**Aim:**
Please express the lines of the listing between the line holding "tiled band with zigzag pattern ->" and the line holding "91 75 L 83 72", inclusive, as a numbered list, leaving out any blank lines.

**Records supplied:**
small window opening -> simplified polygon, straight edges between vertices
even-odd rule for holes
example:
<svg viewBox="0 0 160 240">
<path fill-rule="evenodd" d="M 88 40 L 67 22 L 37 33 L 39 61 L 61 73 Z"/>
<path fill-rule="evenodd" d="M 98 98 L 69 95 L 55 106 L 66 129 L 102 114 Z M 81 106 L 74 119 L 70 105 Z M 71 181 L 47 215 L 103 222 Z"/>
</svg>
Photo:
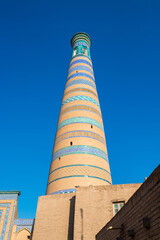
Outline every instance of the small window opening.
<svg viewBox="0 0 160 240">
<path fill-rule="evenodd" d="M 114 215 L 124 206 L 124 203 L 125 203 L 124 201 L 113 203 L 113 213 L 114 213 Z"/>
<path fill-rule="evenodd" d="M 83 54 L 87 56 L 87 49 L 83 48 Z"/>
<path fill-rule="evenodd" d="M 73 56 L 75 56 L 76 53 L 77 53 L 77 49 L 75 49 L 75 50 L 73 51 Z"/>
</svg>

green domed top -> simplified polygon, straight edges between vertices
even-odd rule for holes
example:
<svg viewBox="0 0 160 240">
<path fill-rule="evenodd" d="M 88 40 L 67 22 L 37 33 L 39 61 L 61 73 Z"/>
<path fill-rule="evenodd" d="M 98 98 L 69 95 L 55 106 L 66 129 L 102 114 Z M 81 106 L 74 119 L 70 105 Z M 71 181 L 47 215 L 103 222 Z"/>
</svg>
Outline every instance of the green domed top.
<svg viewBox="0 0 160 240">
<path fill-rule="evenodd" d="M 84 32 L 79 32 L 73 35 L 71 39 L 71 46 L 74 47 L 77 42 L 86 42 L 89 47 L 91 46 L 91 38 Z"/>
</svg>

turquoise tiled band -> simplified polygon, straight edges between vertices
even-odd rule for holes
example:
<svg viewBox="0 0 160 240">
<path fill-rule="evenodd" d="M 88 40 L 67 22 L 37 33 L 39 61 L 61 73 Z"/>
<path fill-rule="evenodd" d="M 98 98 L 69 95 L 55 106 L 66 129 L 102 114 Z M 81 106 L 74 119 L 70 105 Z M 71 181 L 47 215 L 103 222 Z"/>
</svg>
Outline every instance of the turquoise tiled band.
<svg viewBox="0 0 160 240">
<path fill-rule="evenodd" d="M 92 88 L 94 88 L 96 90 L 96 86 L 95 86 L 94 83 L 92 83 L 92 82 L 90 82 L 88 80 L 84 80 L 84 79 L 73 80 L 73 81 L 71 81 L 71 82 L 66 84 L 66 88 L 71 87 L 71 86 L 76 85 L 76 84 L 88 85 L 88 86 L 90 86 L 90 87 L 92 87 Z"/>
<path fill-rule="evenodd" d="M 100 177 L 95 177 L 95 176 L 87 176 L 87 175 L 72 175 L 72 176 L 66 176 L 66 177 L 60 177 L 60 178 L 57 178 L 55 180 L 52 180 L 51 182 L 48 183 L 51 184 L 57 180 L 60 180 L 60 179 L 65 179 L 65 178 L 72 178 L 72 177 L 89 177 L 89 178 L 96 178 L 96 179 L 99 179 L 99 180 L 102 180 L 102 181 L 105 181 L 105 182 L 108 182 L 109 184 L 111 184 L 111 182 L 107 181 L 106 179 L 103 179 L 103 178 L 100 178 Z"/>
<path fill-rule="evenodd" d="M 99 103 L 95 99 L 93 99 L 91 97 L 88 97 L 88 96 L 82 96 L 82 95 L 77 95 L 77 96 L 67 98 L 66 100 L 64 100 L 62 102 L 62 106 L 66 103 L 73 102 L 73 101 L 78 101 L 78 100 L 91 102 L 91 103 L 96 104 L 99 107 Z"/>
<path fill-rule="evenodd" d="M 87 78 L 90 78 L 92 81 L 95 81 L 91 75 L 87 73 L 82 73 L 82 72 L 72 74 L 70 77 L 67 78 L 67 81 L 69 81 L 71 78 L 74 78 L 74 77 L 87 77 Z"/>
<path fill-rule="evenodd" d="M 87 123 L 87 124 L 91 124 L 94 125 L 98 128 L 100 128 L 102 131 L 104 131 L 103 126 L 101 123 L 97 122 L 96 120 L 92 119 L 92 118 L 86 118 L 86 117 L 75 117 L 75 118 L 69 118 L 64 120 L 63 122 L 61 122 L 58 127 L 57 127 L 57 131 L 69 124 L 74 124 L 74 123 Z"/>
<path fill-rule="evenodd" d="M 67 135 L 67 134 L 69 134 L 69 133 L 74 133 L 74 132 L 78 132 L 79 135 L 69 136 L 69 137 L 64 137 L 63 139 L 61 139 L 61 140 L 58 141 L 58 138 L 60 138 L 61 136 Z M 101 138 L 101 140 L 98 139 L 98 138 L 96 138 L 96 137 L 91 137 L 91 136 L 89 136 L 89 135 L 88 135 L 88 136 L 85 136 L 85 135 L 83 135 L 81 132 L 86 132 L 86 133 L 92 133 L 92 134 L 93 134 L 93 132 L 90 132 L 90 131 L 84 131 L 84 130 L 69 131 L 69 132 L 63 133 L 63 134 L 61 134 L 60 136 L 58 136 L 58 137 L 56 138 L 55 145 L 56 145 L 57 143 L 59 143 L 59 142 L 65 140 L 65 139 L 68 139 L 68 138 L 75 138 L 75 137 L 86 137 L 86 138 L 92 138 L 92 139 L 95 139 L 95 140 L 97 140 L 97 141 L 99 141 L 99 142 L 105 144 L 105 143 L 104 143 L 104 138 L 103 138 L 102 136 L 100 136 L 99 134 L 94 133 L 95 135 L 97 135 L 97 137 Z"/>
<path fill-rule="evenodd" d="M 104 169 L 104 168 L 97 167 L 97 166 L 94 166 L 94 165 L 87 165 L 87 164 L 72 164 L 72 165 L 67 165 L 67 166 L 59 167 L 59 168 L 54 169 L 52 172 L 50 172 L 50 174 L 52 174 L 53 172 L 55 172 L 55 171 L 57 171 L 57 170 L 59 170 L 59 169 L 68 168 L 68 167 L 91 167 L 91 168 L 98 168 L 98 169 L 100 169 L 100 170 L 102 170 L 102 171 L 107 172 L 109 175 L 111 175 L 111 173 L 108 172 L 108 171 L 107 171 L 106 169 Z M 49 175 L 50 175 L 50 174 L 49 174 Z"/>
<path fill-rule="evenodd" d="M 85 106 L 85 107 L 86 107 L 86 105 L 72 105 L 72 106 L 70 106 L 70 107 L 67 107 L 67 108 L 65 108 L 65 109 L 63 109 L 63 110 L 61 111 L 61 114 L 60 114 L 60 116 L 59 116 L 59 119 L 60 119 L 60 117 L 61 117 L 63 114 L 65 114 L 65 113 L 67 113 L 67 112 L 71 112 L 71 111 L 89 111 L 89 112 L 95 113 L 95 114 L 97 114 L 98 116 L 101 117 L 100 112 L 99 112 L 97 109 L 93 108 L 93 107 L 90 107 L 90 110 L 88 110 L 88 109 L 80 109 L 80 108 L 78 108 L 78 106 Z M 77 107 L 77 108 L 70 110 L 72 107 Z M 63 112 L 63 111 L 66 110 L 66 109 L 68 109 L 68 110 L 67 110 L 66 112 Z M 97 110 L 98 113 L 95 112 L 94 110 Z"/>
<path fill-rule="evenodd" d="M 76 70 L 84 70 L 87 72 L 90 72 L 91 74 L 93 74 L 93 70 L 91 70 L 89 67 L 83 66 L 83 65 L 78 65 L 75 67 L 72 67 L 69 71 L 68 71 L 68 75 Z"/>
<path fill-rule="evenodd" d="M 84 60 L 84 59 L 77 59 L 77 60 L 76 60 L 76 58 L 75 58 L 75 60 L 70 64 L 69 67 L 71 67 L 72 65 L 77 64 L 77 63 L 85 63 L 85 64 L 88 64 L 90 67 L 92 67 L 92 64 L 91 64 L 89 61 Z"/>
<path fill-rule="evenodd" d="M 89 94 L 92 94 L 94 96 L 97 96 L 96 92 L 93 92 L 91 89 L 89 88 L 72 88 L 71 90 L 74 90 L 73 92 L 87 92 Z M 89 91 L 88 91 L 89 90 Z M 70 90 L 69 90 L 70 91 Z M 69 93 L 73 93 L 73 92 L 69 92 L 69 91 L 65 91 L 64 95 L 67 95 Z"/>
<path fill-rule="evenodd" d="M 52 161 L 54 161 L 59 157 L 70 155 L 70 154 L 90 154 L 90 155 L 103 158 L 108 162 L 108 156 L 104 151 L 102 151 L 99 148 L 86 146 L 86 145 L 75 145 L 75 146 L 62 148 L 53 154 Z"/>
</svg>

==

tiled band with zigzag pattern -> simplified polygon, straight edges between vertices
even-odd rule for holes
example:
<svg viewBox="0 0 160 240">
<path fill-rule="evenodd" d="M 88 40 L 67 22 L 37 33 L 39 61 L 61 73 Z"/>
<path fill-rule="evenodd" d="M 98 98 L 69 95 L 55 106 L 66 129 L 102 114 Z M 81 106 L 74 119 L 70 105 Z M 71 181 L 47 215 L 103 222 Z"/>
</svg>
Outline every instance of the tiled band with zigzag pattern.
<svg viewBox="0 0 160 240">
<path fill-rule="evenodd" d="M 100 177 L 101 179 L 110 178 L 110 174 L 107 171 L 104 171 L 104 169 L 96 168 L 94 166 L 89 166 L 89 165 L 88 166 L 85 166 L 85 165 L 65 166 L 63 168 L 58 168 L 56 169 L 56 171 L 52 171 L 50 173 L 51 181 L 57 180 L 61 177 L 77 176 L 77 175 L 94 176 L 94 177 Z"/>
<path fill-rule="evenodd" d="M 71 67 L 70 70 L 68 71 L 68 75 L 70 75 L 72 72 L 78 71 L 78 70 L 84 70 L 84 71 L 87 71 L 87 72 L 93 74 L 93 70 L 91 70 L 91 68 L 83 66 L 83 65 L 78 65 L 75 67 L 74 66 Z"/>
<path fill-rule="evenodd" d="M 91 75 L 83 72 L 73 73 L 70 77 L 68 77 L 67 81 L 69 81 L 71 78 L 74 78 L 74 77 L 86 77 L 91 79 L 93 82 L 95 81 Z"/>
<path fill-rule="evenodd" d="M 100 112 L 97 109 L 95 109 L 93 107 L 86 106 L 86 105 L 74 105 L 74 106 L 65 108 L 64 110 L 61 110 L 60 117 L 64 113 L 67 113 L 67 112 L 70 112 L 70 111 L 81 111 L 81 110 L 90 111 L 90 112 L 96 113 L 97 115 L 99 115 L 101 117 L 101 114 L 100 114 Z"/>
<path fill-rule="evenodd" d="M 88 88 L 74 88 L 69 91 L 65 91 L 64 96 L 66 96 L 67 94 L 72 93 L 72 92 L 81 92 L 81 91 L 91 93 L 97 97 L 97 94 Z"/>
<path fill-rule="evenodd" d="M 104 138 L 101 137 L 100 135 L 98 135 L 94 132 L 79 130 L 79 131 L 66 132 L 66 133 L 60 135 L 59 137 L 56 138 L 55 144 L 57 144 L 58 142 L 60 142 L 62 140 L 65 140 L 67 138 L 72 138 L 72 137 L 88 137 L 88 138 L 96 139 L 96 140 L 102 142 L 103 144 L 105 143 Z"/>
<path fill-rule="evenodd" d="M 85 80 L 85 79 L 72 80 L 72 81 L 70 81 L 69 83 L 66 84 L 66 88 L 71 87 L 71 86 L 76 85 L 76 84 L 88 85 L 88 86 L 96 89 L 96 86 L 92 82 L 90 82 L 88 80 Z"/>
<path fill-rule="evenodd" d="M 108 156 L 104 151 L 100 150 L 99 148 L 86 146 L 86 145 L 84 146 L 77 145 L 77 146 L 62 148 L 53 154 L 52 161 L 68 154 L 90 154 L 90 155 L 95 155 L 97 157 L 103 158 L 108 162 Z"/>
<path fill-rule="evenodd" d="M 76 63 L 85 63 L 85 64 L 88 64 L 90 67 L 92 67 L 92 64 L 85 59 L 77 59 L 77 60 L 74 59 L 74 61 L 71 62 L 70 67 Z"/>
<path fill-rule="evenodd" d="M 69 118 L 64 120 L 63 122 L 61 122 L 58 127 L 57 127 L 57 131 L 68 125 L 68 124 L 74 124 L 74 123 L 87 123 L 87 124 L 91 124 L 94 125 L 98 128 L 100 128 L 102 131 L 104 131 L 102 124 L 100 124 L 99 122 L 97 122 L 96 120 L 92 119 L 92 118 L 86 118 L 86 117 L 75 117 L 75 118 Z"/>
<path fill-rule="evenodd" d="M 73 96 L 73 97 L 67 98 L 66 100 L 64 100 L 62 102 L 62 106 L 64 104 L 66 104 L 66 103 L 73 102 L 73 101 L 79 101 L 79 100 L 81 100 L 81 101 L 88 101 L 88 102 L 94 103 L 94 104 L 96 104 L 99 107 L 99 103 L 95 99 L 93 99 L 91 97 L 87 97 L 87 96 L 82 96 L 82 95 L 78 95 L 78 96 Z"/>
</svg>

**Completed task:**
1. tiled band with zigzag pattern -> simplified polygon, straight edges between vertices
2. even-odd rule for holes
3. example:
4. <svg viewBox="0 0 160 240">
5. <path fill-rule="evenodd" d="M 88 40 L 67 22 L 37 33 L 39 61 L 61 73 Z"/>
6. <path fill-rule="evenodd" d="M 98 98 L 69 95 L 55 106 L 66 129 L 102 114 Z M 81 106 L 74 119 L 70 105 Z M 71 181 L 47 215 L 103 222 Z"/>
7. </svg>
8. Outline every instance of the tiled band with zigzag pattern.
9. <svg viewBox="0 0 160 240">
10. <path fill-rule="evenodd" d="M 100 177 L 101 179 L 110 178 L 110 174 L 107 171 L 104 171 L 104 169 L 96 168 L 94 166 L 89 166 L 89 165 L 88 166 L 85 166 L 85 165 L 65 166 L 63 168 L 58 168 L 56 169 L 56 171 L 52 171 L 50 173 L 51 181 L 57 180 L 61 177 L 77 176 L 77 175 L 94 176 L 94 177 Z"/>
11. <path fill-rule="evenodd" d="M 71 67 L 70 70 L 68 71 L 68 75 L 70 75 L 72 72 L 78 71 L 78 70 L 84 70 L 84 71 L 87 71 L 87 72 L 93 74 L 93 70 L 91 70 L 91 68 L 83 66 L 83 65 L 78 65 L 75 67 L 74 66 Z"/>
12. <path fill-rule="evenodd" d="M 91 75 L 83 72 L 73 73 L 70 77 L 68 77 L 67 81 L 69 81 L 71 78 L 74 78 L 74 77 L 86 77 L 91 79 L 93 82 L 95 81 Z"/>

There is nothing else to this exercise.